#### [Given request 1]
In the excerpt, condense the paragraph beginning "Under Lam, the number indicted" into a short bulleted list that keeps its main facts.
#### [Given request 2]
According to the excerpt, what did Yoo's parents come looking for? List every item.
#### [Given request 3]
In the excerpt, on what date did Lam tell the Justice Department she was investigating Jerry Lewis for bribery?

#### [Quoted passage]
Yoo and his parents left South Korea for Philadelphia when he was just three months old. Having lived under the Japanese occupation, he says, they came looking for "education, economic opportunity and democracy".

Tellingly, freedom is not on that list.

6. Carol Lam — the woman who went after the wrong men

At the end of 2006, the Bush administration fired eight federal prosecutors. One of them was Bush appointee, Carol Lam.

Neither the government nor Lam has kissed and told the public why she was sacked but speculation is rife.

Could it be her stand on illegal immigration, which the Justice Department has recently criticised?

Under Lam, the number indicted for illegal immigration had fallen. She only prosecuted illegals that endangered others or had long criminal records. The rest were simply deported when arrested.

Instead of chasing the coyotes who physically smuggled people across, she went for those at the top of these organisations and corrupt Border Patrol officers.

Lam says the prosecutions she secured had a larger impact on the community, but with fewer convictions, she just seemed less efficient.

Chief US District Judge Irma Gonzalez points out: "In this district, it's hard to ignore the border." But the government says this is not why she was sacked.

Okay. What about her investigations of powerful men?

Lam is known to be one who goes after the big boys. On May 10 2006, Lam informed the Justice Department she was investigating Republican Congressman Jerry Lewis for bribery.

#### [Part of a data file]
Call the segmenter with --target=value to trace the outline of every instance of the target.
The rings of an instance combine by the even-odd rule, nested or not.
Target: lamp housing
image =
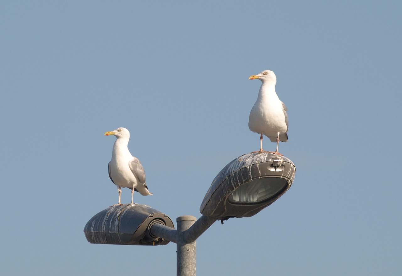
[[[159,223],[174,228],[170,218],[142,204],[124,204],[105,209],[94,216],[84,229],[91,243],[164,245],[169,241],[154,236],[150,229]]]
[[[200,212],[222,221],[254,216],[290,188],[295,173],[294,164],[284,156],[267,152],[242,155],[213,179]]]

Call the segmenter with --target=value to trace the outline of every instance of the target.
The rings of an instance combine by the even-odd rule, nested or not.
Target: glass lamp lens
[[[287,181],[284,178],[260,178],[242,185],[228,200],[234,204],[258,204],[275,197],[287,186]]]

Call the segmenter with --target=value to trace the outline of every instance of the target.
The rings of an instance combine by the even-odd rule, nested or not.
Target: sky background
[[[0,273],[176,273],[176,245],[94,245],[117,202],[118,127],[173,220],[259,148],[265,70],[289,117],[291,189],[197,240],[199,275],[400,275],[402,2],[1,1]],[[275,150],[268,138],[264,147]],[[123,189],[122,201],[131,201]]]

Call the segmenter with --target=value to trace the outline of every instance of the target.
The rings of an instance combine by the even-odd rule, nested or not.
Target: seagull
[[[249,80],[258,79],[263,84],[260,88],[257,101],[251,109],[248,117],[248,128],[251,131],[260,134],[261,148],[254,152],[271,152],[283,156],[278,152],[279,141],[287,142],[287,108],[278,97],[275,92],[276,76],[270,70],[263,71],[258,75],[251,76]],[[275,152],[263,150],[263,134],[276,142]]]
[[[116,141],[113,145],[112,160],[109,162],[109,177],[117,186],[119,203],[113,206],[122,205],[120,202],[121,187],[132,189],[131,204],[133,204],[134,191],[136,191],[143,196],[153,194],[148,190],[145,184],[145,171],[141,163],[136,157],[131,155],[127,145],[130,140],[130,132],[124,128],[119,128],[113,131],[105,134],[106,136],[114,135]],[[113,207],[111,206],[110,207]]]

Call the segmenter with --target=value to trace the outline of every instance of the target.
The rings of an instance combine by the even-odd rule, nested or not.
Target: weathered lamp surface
[[[84,231],[91,243],[157,245],[169,241],[153,236],[149,229],[159,223],[174,228],[172,220],[142,204],[125,204],[106,209],[87,223]]]
[[[218,219],[253,216],[289,189],[295,172],[293,162],[285,157],[269,152],[242,155],[216,176],[200,212]]]

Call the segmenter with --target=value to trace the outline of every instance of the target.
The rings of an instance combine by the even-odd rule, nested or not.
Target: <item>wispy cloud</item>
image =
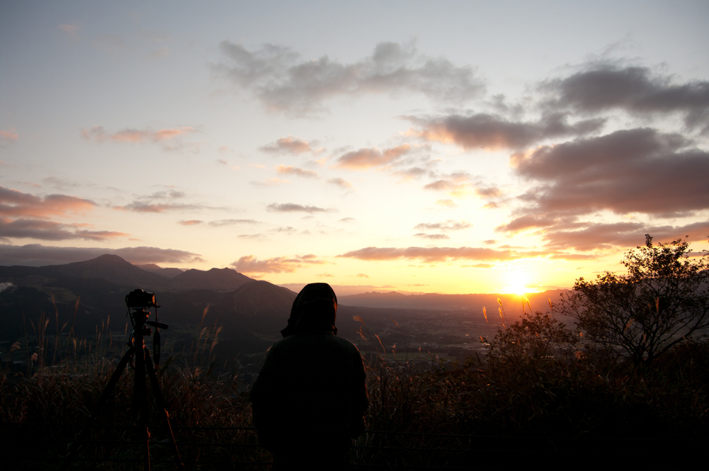
[[[291,165],[277,165],[276,173],[279,175],[295,175],[296,177],[303,177],[305,178],[317,178],[318,172],[313,170],[304,170],[297,167]]]
[[[30,238],[40,240],[108,240],[130,234],[109,231],[78,230],[76,225],[42,219],[15,219],[0,218],[0,240],[9,238]]]
[[[303,139],[288,136],[259,148],[264,152],[275,154],[302,154],[313,152],[311,143]]]
[[[213,66],[218,74],[254,92],[267,109],[297,116],[322,111],[338,96],[416,92],[459,104],[484,89],[471,68],[418,54],[413,43],[380,43],[371,56],[350,64],[328,56],[306,60],[272,44],[249,50],[223,41],[219,48],[224,60]]]
[[[420,223],[414,226],[419,231],[462,231],[473,227],[473,225],[466,221],[453,221],[449,219],[440,223]]]
[[[352,184],[350,183],[345,179],[340,177],[328,179],[328,183],[329,183],[330,184],[335,185],[337,187],[340,187],[340,188],[342,188],[344,189],[352,189],[354,188]]]
[[[519,258],[539,257],[543,252],[516,252],[496,250],[475,247],[366,247],[352,250],[337,257],[357,258],[362,260],[396,260],[400,259],[421,260],[426,262],[448,262],[457,260],[511,260]]]
[[[0,264],[40,267],[82,262],[104,254],[113,254],[135,264],[194,263],[203,262],[199,254],[157,247],[99,248],[89,247],[51,247],[40,244],[0,245]]]
[[[245,255],[230,266],[241,273],[292,273],[299,268],[324,263],[312,254],[303,257],[289,258],[287,257],[275,257],[264,260],[259,260],[253,255]]]
[[[376,148],[348,152],[337,159],[336,166],[350,170],[367,170],[389,165],[411,150],[408,144],[379,150]]]
[[[569,115],[549,113],[536,121],[509,121],[492,114],[409,119],[419,125],[410,134],[427,140],[450,143],[466,150],[523,149],[545,139],[584,135],[601,130],[605,119],[581,120],[569,124]]]
[[[160,129],[153,131],[150,128],[138,129],[127,128],[115,133],[108,133],[103,126],[94,126],[91,128],[82,129],[82,137],[86,140],[95,143],[119,143],[137,144],[140,143],[162,143],[166,149],[173,150],[174,146],[172,143],[177,139],[199,131],[193,126],[181,126],[179,128]]]
[[[47,218],[67,213],[84,213],[96,206],[94,201],[66,194],[37,196],[0,187],[0,216]]]
[[[325,208],[318,208],[318,206],[308,206],[303,204],[296,204],[294,203],[282,203],[277,204],[272,203],[266,206],[266,209],[268,211],[277,211],[279,213],[295,213],[295,212],[302,212],[302,213],[329,213],[334,211],[334,209],[325,209]]]
[[[222,227],[223,226],[235,226],[238,224],[260,224],[258,221],[255,219],[218,219],[217,221],[211,221],[209,222],[209,225],[213,227]]]

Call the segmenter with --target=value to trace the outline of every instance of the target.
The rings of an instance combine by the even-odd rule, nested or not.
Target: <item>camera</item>
[[[148,309],[155,306],[155,294],[133,289],[125,295],[125,305],[131,309]]]

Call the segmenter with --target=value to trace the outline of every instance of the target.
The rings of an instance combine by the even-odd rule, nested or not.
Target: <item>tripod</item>
[[[154,304],[152,306],[156,308],[158,307],[155,306]],[[131,308],[129,306],[128,309],[130,311]],[[106,404],[106,401],[108,401],[108,397],[111,395],[113,388],[116,387],[116,384],[118,382],[118,379],[121,379],[121,375],[125,369],[125,365],[128,364],[128,362],[131,361],[133,356],[135,358],[135,379],[133,381],[133,413],[134,419],[137,419],[138,416],[140,416],[140,428],[141,440],[143,443],[143,469],[145,471],[150,471],[150,431],[147,423],[148,408],[147,397],[147,387],[145,384],[146,372],[147,372],[147,376],[150,378],[150,384],[152,387],[152,395],[155,399],[155,404],[157,409],[159,411],[161,411],[161,415],[164,415],[165,423],[167,424],[167,430],[169,432],[170,443],[172,445],[173,453],[174,454],[175,465],[179,470],[184,469],[184,465],[183,465],[179,457],[179,450],[177,450],[177,444],[175,443],[174,435],[172,433],[172,428],[170,426],[169,414],[167,414],[167,409],[165,409],[165,404],[162,399],[162,394],[160,392],[160,386],[157,382],[157,376],[155,375],[155,368],[152,364],[152,360],[150,358],[150,352],[147,347],[145,346],[145,337],[146,336],[150,336],[151,335],[150,329],[145,327],[145,324],[152,326],[156,328],[155,336],[157,341],[159,341],[160,334],[157,332],[157,329],[158,328],[167,328],[167,324],[162,323],[157,321],[148,321],[147,316],[150,315],[150,311],[147,311],[147,308],[140,307],[133,309],[133,311],[130,312],[130,315],[131,321],[133,324],[133,332],[131,336],[131,340],[129,341],[128,344],[129,347],[128,351],[125,352],[125,355],[123,355],[123,358],[121,359],[118,367],[116,368],[116,371],[113,372],[113,374],[111,377],[111,379],[108,381],[108,384],[106,384],[106,387],[104,389],[104,392],[101,394],[101,397],[99,399],[99,401],[96,403],[95,409],[94,409],[94,414],[92,414],[90,416],[91,423],[89,425],[85,426],[83,428],[82,428],[77,437],[77,439],[74,441],[74,443],[72,444],[71,451],[67,457],[62,470],[66,470],[69,466],[69,464],[76,458],[77,453],[79,451],[79,447],[84,440],[84,436],[86,434],[91,425],[93,425],[93,423],[96,421],[96,418],[101,412],[101,409],[103,409],[104,406]],[[157,355],[159,354],[156,353],[156,356]]]

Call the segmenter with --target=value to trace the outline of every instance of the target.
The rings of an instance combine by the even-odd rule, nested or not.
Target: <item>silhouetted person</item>
[[[251,390],[254,424],[274,470],[346,468],[351,439],[364,429],[364,367],[357,348],[335,336],[337,309],[327,283],[303,288]]]

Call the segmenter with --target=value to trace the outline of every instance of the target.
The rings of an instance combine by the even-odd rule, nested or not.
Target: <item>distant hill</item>
[[[546,291],[543,293],[527,294],[533,311],[549,311],[549,299],[556,302],[564,289]],[[369,292],[361,294],[340,297],[340,304],[371,308],[390,308],[399,309],[436,309],[442,311],[461,311],[467,309],[481,310],[483,306],[491,312],[497,311],[502,301],[505,311],[510,314],[522,311],[522,297],[519,294],[403,294],[396,292],[388,293]]]
[[[206,272],[192,269],[172,278],[170,287],[177,291],[185,289],[233,291],[251,281],[253,279],[231,268],[212,268]]]
[[[48,278],[79,278],[105,279],[120,286],[145,289],[166,289],[169,281],[164,277],[146,272],[118,255],[105,255],[85,262],[76,262],[45,267],[0,267],[0,279],[18,284],[19,279],[29,276]]]
[[[155,263],[148,263],[147,265],[135,265],[138,268],[142,268],[146,272],[150,272],[151,273],[157,273],[157,275],[161,275],[164,277],[168,278],[174,278],[182,272],[179,268],[162,268]]]

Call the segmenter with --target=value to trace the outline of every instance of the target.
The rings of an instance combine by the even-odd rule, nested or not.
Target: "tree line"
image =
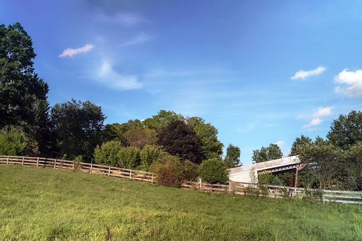
[[[32,39],[20,24],[0,25],[0,155],[152,170],[174,186],[203,175],[225,181],[228,168],[242,165],[239,148],[230,144],[223,156],[217,129],[198,117],[160,110],[142,121],[105,124],[101,107],[89,101],[50,106],[48,85],[33,67]]]

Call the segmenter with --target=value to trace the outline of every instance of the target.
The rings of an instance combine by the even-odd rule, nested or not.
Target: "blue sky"
[[[32,38],[51,105],[89,100],[106,123],[198,116],[248,165],[361,110],[361,4],[2,1],[0,21]]]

#### [Task result 1]
- Illegal-immigration indictments fell under Lam.
- She prosecuted only illegals who endangered others or had long criminal records.
- The rest were deported when arrested.

#### [Task result 2]
- Education
- Economic opportunity
- Democracy

#### [Task result 3]
May 10, 2006.